== FRAGMENTO DEL TEXTO ==
La principal virtud de este libro es también su mayor lastre. El historiador colombiano describe de manera panorámica la realidad cultural y política de América Latina durante el siglo XX, un continente complejo y exuberante en una época convulsa. Parte desde una tesis sugestiva: aquellas ideas o principios que en el arte y la literatura manifiestan arrojo, lucidez y creatividad pueden generar grandes desastres cuando se traspasan al plano político. Asimismo, el relato ponderado y detallista que hace Granés de una amplia gama de movimientos, obras, artistas y tópicos cae, en varias ocasiones, en la brocha gorda cuando se trata de hacer una lectura política del siglo XX latinoamericano.

La tarea de contarlo todo acerca de una veintena de países a lo largo de un siglo completo no era sencilla. Sin embargo, la descripción del mapa político está hecha, a ratos, desde un liberalismo que lee de manera demasiado simplista aquello que exigía una mirada no necesariamente más benevolente, pero sí más precisa de los factores que explican la aparición de revoluciones, autoritarismos y dictaduras a la vuelta de tantas esquinas de este continente. En ese sentido, cabe observar la nación, lo indígena o lo identitario no solo desde una óptica excluyente o que pone en riesgo la democracia, sino como factores que pueden contribuir a la construcción de una comunidad política.

Dibujar algo más de cien años de historia cultural y política de Latinoamérica le exige al autor casi seiscientas páginas y varios centenares de referencias. En ellas se despliega un mapa detallado de artistas y movimientos estéticos desde José Martí, a fines del siglo XIX, hasta Doris Salcedo o Mariana Henríquez, ya entrado el siglo XXI. Con todo, el relato se sigue con sumo interés, puesto que literatura e historia, arte y política están en un diálogo constante que enriquece una lectura de un escenario que suele interpretarse desde carriles independientes y con pocas conexiones entre sí. En ese sentido, Delirio americano logra con éxito su cometido: la síntesis realizada por Granés permite hacerse una visión panorámica y global. Y aunque sus tres partes puedan haber sido ensayos independientes, el texto podría funcionar como un gran libro de consulta para aquellos que quieran revisar un episodio específico de la historia cultural latinoamericana o para introducirse en escuelas o artistas específicos.

(Entradas de un conjunto de anotaciones con puntos)
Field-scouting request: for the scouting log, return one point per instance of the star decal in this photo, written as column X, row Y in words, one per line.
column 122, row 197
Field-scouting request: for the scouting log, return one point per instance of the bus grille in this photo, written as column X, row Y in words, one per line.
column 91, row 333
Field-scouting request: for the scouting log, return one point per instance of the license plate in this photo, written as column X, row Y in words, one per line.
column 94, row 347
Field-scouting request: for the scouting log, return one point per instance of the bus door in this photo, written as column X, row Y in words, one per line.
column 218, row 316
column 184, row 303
...
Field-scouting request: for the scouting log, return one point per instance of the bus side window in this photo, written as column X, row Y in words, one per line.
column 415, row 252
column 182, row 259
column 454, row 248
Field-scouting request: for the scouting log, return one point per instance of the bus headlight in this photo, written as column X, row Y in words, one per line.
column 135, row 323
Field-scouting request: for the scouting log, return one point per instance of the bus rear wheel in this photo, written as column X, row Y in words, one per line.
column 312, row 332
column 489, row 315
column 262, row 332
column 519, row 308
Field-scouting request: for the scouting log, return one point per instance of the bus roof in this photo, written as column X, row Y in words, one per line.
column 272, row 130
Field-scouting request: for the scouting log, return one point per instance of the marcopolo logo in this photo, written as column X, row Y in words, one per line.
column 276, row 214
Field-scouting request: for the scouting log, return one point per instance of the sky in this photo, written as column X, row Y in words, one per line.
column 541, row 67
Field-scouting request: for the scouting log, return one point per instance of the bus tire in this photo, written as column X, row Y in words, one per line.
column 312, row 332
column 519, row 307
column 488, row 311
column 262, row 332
--
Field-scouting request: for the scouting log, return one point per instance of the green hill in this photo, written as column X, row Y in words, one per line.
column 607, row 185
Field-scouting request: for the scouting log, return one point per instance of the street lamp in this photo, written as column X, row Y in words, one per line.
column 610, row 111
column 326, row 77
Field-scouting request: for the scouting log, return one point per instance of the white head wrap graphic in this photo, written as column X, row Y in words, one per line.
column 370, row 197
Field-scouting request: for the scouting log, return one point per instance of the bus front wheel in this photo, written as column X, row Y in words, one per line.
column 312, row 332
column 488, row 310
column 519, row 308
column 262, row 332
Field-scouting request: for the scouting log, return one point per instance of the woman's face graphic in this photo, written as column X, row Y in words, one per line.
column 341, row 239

== REQUISITOS ==
a) Según la reseña, ¿cuántas páginas le exige al autor dibujar algo más de cien años de historia cultural y política de Latinoamérica?
b) Transcribe de la reseña todo lo que va desde "La tarea de" hasta "una comunidad política.".
c) De acuerdo con la reseña, ¿por qué el relato de Granés se sigue con sumo interés?
Estos datos proceden de una fuente distinta a la de la reseña.

== RESPUESTAS POR TAREA ==
a) Casi seiscientas páginas.

b)
La tarea de contarlo todo acerca de una veintena de países a lo largo de un siglo completo no era sencilla. Sin embargo, la descripción del mapa político está hecha, a ratos, desde un liberalismo que lee de manera demasiado simplista aquello que exigía una mirada no necesariamente más benevolente, pero sí más precisa de los factores que explican la aparición de revoluciones, autoritarismos y dictaduras a la vuelta de tantas esquinas de este continente. En ese sentido, cabe observar la nación, lo indígena o lo identitario no solo desde una óptica excluyente o que pone en riesgo la democracia, sino como factores que pueden contribuir a la construcción de una comunidad política.

c) El relato se sigue con sumo interés porque la literatura y la historia, el arte y la política mantienen un diálogo constante. Ese diálogo enriquece la lectura de un escenario que suele interpretarse desde carriles independientes y con pocas conexiones entre sí.